:: WORK TO BE COMPLETED ::
Lay out the rows below as a two-column CSV with a header naming the columns instruction and response. Give one CSV line for each row, with the row's text in the first field and its answer in the second, each field in double quotes and with its line breaks replaced by spaces.

Raw records
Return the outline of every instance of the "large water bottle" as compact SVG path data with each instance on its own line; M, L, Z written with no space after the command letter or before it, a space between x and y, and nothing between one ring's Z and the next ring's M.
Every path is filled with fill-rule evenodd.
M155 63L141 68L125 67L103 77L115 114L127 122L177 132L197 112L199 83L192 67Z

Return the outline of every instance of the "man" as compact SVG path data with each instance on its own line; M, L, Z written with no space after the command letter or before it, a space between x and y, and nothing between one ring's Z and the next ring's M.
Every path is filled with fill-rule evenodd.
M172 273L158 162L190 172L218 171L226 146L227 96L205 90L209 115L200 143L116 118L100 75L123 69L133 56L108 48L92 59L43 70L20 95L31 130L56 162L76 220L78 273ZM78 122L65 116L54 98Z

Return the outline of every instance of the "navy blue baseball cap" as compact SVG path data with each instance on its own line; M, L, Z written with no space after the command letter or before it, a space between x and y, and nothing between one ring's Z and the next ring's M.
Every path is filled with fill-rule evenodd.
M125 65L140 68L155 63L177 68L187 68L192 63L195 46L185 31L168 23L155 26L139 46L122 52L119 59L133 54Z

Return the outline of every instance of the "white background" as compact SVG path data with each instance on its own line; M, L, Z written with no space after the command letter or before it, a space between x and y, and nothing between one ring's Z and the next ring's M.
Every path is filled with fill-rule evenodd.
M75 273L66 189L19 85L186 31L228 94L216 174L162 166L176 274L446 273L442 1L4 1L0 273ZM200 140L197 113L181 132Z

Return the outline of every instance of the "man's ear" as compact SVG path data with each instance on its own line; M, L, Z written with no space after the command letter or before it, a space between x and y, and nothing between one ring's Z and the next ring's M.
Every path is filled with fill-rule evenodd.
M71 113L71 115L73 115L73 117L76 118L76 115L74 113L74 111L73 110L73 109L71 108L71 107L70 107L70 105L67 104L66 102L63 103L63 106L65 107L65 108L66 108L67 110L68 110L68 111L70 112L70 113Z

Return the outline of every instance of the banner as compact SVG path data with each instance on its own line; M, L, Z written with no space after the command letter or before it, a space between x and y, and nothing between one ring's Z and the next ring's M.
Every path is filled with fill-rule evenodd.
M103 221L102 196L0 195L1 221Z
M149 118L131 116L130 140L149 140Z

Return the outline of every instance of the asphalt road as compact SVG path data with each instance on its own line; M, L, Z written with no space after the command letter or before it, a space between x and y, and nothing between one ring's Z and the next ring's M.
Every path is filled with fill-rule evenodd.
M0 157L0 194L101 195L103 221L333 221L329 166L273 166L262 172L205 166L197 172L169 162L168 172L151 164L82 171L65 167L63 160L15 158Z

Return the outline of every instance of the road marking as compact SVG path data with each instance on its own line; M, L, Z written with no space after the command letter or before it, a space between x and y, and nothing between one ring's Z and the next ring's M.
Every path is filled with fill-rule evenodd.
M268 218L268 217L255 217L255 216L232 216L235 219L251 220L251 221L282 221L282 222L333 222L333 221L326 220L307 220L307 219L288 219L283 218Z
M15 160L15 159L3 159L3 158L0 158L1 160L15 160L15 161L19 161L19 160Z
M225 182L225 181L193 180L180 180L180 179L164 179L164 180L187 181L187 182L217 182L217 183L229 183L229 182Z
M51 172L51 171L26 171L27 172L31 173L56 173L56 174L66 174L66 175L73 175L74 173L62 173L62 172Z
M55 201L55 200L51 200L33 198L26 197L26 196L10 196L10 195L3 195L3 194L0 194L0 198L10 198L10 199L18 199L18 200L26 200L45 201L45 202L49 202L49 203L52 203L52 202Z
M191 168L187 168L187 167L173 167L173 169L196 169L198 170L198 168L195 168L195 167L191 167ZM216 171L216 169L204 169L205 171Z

:: OUTPUT FOR THIS EXERCISE ::
instruction,response
"Return the outline of every instance of the ""large water bottle"" as compact SVG path data with each instance on its own line; M, L, Z written with no space after the command letter or before it, a space between x and y, and nothing between one ring's Z and the next ring's M. Every path is filled with fill-rule evenodd.","M155 63L141 68L125 67L103 77L115 114L127 122L177 132L197 112L199 83L192 67Z"
"Return the outline of every instance of the ""man"" as compact SVG path data with each instance on its own line; M, L, Z written with no space after the command letter or before it, a space between x and y, and nothing between one ring's Z and the next ring's M. Every path is filled with fill-rule evenodd.","M172 273L158 162L190 172L218 171L226 146L227 96L205 90L209 115L200 143L116 118L100 75L123 69L133 56L108 48L92 59L43 70L20 95L31 130L56 162L76 220L78 273ZM78 122L65 116L54 98Z"
"Return the outline of every instance of the ""navy blue baseball cap"" as compact SVG path data with each instance on its own line; M, L, Z written with no space after the command letter or before it, a space between x and y, and nothing between one ring's Z and the next ring's M. Every path is filled with fill-rule evenodd.","M125 65L140 68L155 63L177 68L187 68L192 63L195 46L185 31L168 23L155 26L139 46L122 52L119 59L133 54Z"
"Return the outline of every instance of the ""white background"" as compact SVG path data with each instance on its own line; M, L, Z written with no space after the command letter or before it, a space between x and y, and nothing between one ring's Z and the next ring's M. Every path is filled with fill-rule evenodd.","M75 273L66 189L19 85L186 31L228 94L216 174L162 166L176 274L446 273L442 1L4 1L0 273ZM200 140L197 113L181 132Z"
"Return the outline of every instance of the ""man's ear"" as compact SVG path data with each instance on its own line; M, L, Z written with no space after the command letter or before it, a space between x and y, and nothing between one ring's Z and the next ring's M. Every path is filled with fill-rule evenodd.","M71 113L71 115L73 115L73 117L76 118L76 115L74 113L74 111L73 110L73 109L71 108L71 107L70 107L70 105L67 104L66 102L63 103L63 106L65 107L65 108L66 108L67 110L68 110L68 111L70 112L70 113Z"
"Return the outline of every instance of the banner as compact SVG path data with each instance on its own line; M, L, Z written with no space after the command letter or before it, a space between x and y, and nothing between one ring's Z and the next ring's M. Every path is filled with fill-rule evenodd.","M103 221L102 196L0 195L1 221Z M149 118L131 116L130 140L149 140Z"
"Return the outline of every instance of the asphalt road as compact SVG path data with each instance on its own line; M, L, Z written with no space after the command letter or before it, a space between x and y, and nothing between one ring's Z and the next ring's M. Every path is filled with fill-rule evenodd.","M0 157L0 194L101 195L103 221L333 221L329 166L273 166L262 172L205 166L197 172L169 162L168 172L151 164L82 171L65 167L63 160L15 158Z"
"Return the outline of every instance of the road marking as compact SVG path data with each instance on its own line; M, L, Z written with no space after the command letter or before it, a space between x and y, and nothing between one ring's Z and the next ring's M. Every path is filled with fill-rule evenodd.","M268 218L268 217L255 217L255 216L232 216L235 219L251 220L251 221L282 221L282 222L333 222L333 221L326 220L307 220L307 219L288 219L283 218Z M15 160L15 159L3 159L3 158L0 158L1 160L15 160L15 161L19 161L19 160Z M225 182L225 181L193 180L180 180L180 179L164 179L164 180L187 181L187 182L217 182L217 183L229 183L229 182Z M51 172L51 171L26 171L27 172L31 173L56 173L56 174L66 174L66 175L73 175L74 173L62 173L62 172Z M55 201L55 200L51 200L33 198L26 197L26 196L10 196L10 195L3 195L3 194L0 194L0 198L10 198L10 199L18 199L18 200L26 200L45 201L45 202L49 202L49 203L52 203L52 202Z M191 168L187 168L187 167L173 167L173 169L196 169L198 170L198 168L195 168L195 167L191 167ZM216 171L216 169L204 169L205 171Z"